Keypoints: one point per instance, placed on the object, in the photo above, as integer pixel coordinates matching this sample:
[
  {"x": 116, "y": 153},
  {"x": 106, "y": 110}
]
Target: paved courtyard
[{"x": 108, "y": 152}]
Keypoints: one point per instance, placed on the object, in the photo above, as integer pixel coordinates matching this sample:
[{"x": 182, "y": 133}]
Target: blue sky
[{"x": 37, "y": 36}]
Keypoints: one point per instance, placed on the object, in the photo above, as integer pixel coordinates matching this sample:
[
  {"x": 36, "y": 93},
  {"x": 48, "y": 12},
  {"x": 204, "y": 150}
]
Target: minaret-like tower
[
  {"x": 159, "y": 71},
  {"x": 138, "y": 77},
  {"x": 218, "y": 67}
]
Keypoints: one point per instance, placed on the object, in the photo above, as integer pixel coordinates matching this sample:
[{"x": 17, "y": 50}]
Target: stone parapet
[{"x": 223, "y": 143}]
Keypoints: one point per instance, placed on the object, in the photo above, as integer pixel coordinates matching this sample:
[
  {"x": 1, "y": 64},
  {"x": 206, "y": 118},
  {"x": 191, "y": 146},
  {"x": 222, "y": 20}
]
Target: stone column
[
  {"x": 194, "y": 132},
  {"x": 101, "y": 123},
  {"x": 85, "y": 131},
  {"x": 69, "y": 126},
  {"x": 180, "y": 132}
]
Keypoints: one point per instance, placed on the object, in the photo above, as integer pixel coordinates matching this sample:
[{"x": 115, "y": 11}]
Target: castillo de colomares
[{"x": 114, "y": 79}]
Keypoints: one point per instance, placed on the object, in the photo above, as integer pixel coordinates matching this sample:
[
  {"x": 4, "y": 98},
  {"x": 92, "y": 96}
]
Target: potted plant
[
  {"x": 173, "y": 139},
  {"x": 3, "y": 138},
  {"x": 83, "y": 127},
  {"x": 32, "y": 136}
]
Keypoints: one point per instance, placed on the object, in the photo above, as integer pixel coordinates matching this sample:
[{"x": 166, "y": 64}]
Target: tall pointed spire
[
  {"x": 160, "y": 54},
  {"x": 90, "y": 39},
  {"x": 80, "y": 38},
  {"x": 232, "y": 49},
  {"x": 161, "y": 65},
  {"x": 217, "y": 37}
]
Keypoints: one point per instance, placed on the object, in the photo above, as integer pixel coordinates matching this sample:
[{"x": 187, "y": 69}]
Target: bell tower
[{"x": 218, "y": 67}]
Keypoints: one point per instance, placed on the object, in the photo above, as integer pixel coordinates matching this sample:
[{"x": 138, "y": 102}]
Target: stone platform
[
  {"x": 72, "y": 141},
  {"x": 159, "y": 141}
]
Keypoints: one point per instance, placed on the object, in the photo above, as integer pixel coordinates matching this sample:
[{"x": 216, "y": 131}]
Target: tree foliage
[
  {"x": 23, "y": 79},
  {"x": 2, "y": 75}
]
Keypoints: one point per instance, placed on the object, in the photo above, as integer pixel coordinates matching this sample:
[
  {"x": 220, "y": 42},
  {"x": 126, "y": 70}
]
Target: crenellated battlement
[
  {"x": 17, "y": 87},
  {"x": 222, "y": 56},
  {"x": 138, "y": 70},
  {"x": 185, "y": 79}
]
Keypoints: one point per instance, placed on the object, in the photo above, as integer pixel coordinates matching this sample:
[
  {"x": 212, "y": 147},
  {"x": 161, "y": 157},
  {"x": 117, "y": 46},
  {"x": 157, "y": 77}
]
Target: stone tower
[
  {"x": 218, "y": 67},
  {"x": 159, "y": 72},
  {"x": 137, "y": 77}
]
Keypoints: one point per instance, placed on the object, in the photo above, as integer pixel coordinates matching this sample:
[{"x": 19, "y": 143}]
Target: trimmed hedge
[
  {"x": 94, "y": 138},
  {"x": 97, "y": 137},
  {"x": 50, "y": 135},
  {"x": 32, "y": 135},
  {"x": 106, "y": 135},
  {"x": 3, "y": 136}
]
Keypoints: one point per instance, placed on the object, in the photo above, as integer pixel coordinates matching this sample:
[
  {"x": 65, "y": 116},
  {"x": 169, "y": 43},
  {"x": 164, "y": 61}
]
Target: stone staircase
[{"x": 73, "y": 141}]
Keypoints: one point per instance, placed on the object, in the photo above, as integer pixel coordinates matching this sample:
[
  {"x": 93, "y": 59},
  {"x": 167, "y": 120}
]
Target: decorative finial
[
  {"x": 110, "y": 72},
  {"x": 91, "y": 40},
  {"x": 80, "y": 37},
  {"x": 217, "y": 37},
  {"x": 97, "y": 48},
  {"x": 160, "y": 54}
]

## TASK PROMPT
Write out every entry verbatim.

## WRITTEN RESPONSE
Keypoints: one point per instance, placed on the object, in the photo above, as integer pixel coordinates matching this sample:
[
  {"x": 116, "y": 153},
  {"x": 106, "y": 110}
]
Target: paved courtyard
[{"x": 108, "y": 152}]
Keypoints: one point per instance, placed on the object, in the photo above, as integer pixel coordinates matching this sample:
[{"x": 182, "y": 133}]
Target: blue sky
[{"x": 37, "y": 36}]
Keypoints: one point per instance, placed on the object, in the photo above, as integer pixel coordinates matching this sample:
[
  {"x": 36, "y": 93},
  {"x": 48, "y": 12},
  {"x": 204, "y": 150}
]
Target: minaret-like tower
[
  {"x": 159, "y": 71},
  {"x": 138, "y": 77},
  {"x": 218, "y": 67}
]
Keypoints: one point per instance, placed on the object, in the photo above, as integer pixel coordinates matching this sample:
[{"x": 17, "y": 50}]
Target: stone parapet
[{"x": 223, "y": 143}]
Keypoints: one point per instance, placed on the object, in the photo above, as integer pixel coordinates matching this sample:
[
  {"x": 1, "y": 64},
  {"x": 206, "y": 118},
  {"x": 191, "y": 146},
  {"x": 222, "y": 20}
]
Target: stone column
[
  {"x": 194, "y": 132},
  {"x": 101, "y": 123},
  {"x": 85, "y": 131},
  {"x": 69, "y": 126},
  {"x": 180, "y": 132}
]
Keypoints: one point per instance, placed on the object, in the photo above, as integer pixel coordinates matching this sample:
[{"x": 115, "y": 11}]
Target: castillo de colomares
[{"x": 114, "y": 79}]
Keypoints: one point per instance, placed on the object, in the photo above, as integer pixel coordinates matching this sample:
[
  {"x": 4, "y": 98},
  {"x": 92, "y": 96}
]
Target: potted plant
[
  {"x": 173, "y": 139},
  {"x": 3, "y": 138},
  {"x": 83, "y": 127},
  {"x": 32, "y": 136}
]
Keypoints: one point per instance, placed on the object, in the photo above, as integer pixel coordinates matching this sample:
[{"x": 166, "y": 64}]
Target: tall pointed spire
[
  {"x": 160, "y": 54},
  {"x": 90, "y": 39},
  {"x": 80, "y": 38},
  {"x": 232, "y": 49},
  {"x": 161, "y": 65},
  {"x": 217, "y": 37}
]
Keypoints: one point per instance, placed on the object, in the photo above, as integer pixel coordinates matching this sample:
[{"x": 187, "y": 69}]
Target: bell tower
[{"x": 218, "y": 67}]
Keypoints: one point per instance, placed on the object, in the photo above, as integer pixel coordinates matching this sample:
[{"x": 138, "y": 102}]
Target: stone platform
[
  {"x": 72, "y": 141},
  {"x": 159, "y": 141}
]
Keypoints: one point per instance, placed on the object, in the photo above, as integer pixel coordinates matching this sample:
[{"x": 216, "y": 131}]
Target: tree foliage
[
  {"x": 23, "y": 79},
  {"x": 2, "y": 75}
]
Keypoints: one point per instance, placed on the object, in the photo above, as integer pixel coordinates matching this sample:
[
  {"x": 220, "y": 42},
  {"x": 126, "y": 70}
]
Target: crenellated battlement
[
  {"x": 17, "y": 87},
  {"x": 222, "y": 56},
  {"x": 138, "y": 70},
  {"x": 185, "y": 79}
]
Keypoints: one point per instance, placed on the object, in the photo above, as integer pixel coordinates matching this sample:
[
  {"x": 212, "y": 147},
  {"x": 161, "y": 157},
  {"x": 117, "y": 46},
  {"x": 157, "y": 77}
]
Target: stone tower
[
  {"x": 218, "y": 67},
  {"x": 159, "y": 72},
  {"x": 137, "y": 77}
]
Keypoints: one point per instance, placed on the object, in the photo above, as integer pixel coordinates matching this sample:
[{"x": 19, "y": 143}]
Target: trimmed hedge
[
  {"x": 94, "y": 138},
  {"x": 97, "y": 137},
  {"x": 50, "y": 135},
  {"x": 32, "y": 135},
  {"x": 106, "y": 135},
  {"x": 3, "y": 136}
]
Keypoints: one point per instance, placed on the object, in the photo above, as integer pixel coordinates matching this sample:
[
  {"x": 65, "y": 116},
  {"x": 169, "y": 43},
  {"x": 164, "y": 61}
]
Target: stone staircase
[{"x": 73, "y": 141}]
Keypoints: one point per instance, placed on the object, in the photo above, as integer pixel coordinates matching this sample:
[
  {"x": 93, "y": 59},
  {"x": 167, "y": 120}
]
Target: decorative finial
[
  {"x": 110, "y": 72},
  {"x": 91, "y": 40},
  {"x": 80, "y": 37},
  {"x": 217, "y": 37},
  {"x": 97, "y": 48},
  {"x": 160, "y": 54}
]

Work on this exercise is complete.